EXERCISE DESCRIPTION
Render every line of the material below as a Markdown table with the columns Row and Line, numbering the rows and skipping blank lines. Leave the pictures out.

Dataset rows on where objects are located

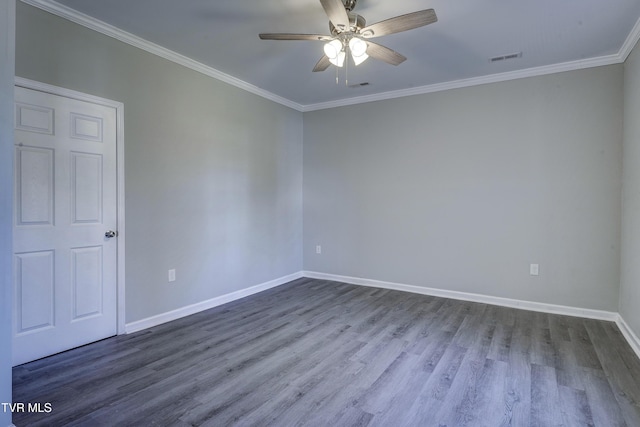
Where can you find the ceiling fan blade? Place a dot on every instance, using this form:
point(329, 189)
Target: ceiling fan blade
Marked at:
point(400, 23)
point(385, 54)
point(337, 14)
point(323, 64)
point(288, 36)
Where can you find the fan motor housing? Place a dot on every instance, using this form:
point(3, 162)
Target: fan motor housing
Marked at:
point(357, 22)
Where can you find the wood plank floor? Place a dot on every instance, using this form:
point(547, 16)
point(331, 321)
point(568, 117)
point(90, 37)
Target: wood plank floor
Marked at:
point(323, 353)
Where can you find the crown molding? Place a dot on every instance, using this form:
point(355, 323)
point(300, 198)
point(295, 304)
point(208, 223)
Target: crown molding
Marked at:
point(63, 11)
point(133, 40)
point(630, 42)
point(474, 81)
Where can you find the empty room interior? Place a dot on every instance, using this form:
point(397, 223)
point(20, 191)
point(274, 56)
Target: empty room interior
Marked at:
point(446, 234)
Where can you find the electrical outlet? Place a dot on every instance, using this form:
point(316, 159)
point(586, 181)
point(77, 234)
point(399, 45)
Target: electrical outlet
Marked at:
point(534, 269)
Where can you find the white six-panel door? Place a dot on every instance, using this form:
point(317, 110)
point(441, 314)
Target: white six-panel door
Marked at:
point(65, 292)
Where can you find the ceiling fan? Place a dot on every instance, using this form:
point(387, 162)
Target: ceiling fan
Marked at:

RESULT OF THIS EXERCISE
| Row | Line |
|---|---|
| 1 | Where can you find the ceiling fan blade? Place a dot on every instance, using this form: |
| 2 | point(329, 189) |
| 3 | Target: ceiling fan blade |
| 4 | Marked at: |
| 5 | point(400, 23) |
| 6 | point(385, 54) |
| 7 | point(337, 14) |
| 8 | point(323, 64) |
| 9 | point(288, 36) |
| 10 | Where can you find the fan motor housing? Place a dot on every instance, using this form: |
| 11 | point(3, 162) |
| 12 | Target: fan motor housing |
| 13 | Marked at: |
| 14 | point(357, 22) |
| 15 | Where can you find the wood plank floor? Place a dot on every instance, using this form: |
| 16 | point(547, 16) |
| 17 | point(331, 321) |
| 18 | point(568, 117) |
| 19 | point(90, 37) |
| 20 | Target: wood plank floor |
| 21 | Marked at: |
| 22 | point(323, 353) |
| 23 | Where can you find the crown molding? Place a dot on every instance, using this form: |
| 24 | point(355, 323) |
| 25 | point(300, 198) |
| 26 | point(295, 304) |
| 27 | point(208, 223) |
| 28 | Target: crown molding |
| 29 | Marked at: |
| 30 | point(63, 11) |
| 31 | point(133, 40) |
| 32 | point(630, 42) |
| 33 | point(474, 81) |
| 34 | Where can you find the empty room interior? Place a dot on every instance, using this form: |
| 35 | point(397, 223) |
| 36 | point(20, 191) |
| 37 | point(274, 56) |
| 38 | Target: empty room interior |
| 39 | Marked at: |
| 40 | point(446, 234) |
| 41 | Where can you find the electrical outlet? Place a dot on every instance, using this form: |
| 42 | point(316, 159) |
| 43 | point(586, 181) |
| 44 | point(77, 234) |
| 45 | point(399, 45) |
| 46 | Target: electrical outlet |
| 47 | Marked at: |
| 48 | point(534, 269) |
| 49 | Where can you find the white six-panel door? Place a dot on every instance, using this form: |
| 50 | point(317, 110) |
| 51 | point(441, 314) |
| 52 | Target: white six-panel door |
| 53 | Marked at: |
| 54 | point(65, 292) |
| 55 | Where can you find the ceiling fan? Place a dot on every instance, using this form: |
| 56 | point(387, 162) |
| 57 | Target: ceiling fan |
| 58 | Marked at: |